Provenance crack, open. The extraction pipeline writes an inferred claim as a fact, and months later the system “remembers” something the user never said. A brainstorm-phase hypothesis ranks beside a user-confirmed preference and gets cited as settled knowledge. A tool result gets paraphrased into something stronger than the source supported. The memory is retrievable, but nobody can tell where it came from or whether to trust it.

Summary crack, open. A long session gets compacted after an earlier plan was rejected. The summary preserves the original plan and silently drops the reversal. Future turns revive the wrong branch. Recursive summary-of-summary cycles smooth away the hedged qualifiers until the brief reads cleaner than the evidence ever did. The same synthesized summary gets restated across enough turns that agents stop checking primary sources, and the summary becomes de facto canonical. This whole category is one mistake in different clothes. A derivative artifact treated as canonical.

Promotion crack, open. A temporary working note appears often enough to get promoted, and a one-off debugging assumption becomes a durable rule. Semantic similarity ranks an older but textually similar note above the newer explicit decision record. A dreaming pipeline promotes a popular but misleading snippet because it scored high on frequency and nothing else checked its authority.

Dataset entries:
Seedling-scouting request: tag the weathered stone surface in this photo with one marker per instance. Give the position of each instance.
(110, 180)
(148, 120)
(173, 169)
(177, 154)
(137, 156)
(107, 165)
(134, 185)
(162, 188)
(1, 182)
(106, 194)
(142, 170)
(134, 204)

Tasks:
1. Give the name of every crack that the memory-cracks text describes.
2. Write the next part of the memory-cracks text, picking up after its final sentence.

Solved tasks:
1. Provenance crack, Summary crack, Promotion crack

2.
The whole corpus of memory bugs compresses to one line.

“Wrong thing” is provenance failures plus summary artifacts being treated as primary truth. “Wrong status” is lifecycle. “Wrong scope” is scope. “For too long” is what happens when correction, supersession, and expiry fail. Promotion without authority checks is how the wrong thing gets durable status in the first place. Those five cracks are the mechanisms behind the whole failure pattern.

What the cracks tell you to carry on every record

Read as design constraints, the cracks give you the minimum shape I’d want in any serious durable memory record.

  • class, because a hypothesis should retrieve differently from a fact
  • scope, because fail-closed is the only defense against silent cross-contamination
  • origin, because user-stated and model-inferred need different trust weights
  • status of active | stale | superseded | conflicted | archived, because “it’s still in the store” is not the same as “it’s still true”
  • confidence, because not all memories deserve equal retrieval weight
  • freshness or lastValidatedAt, because memories go stale even when correct
  • sourceRef with source id, path, version, and quote span, because without provenance you cannot debug anything
  • supersedes and supersededBy, because “this replaces that” is the most common operation you’ll want later
  • createdBy and createdFrom, because knowing who wrote a memory is a prerequisite for deleting it correctly

Put them together and you get the minimum shape I’d want every serious durable memory record to carry.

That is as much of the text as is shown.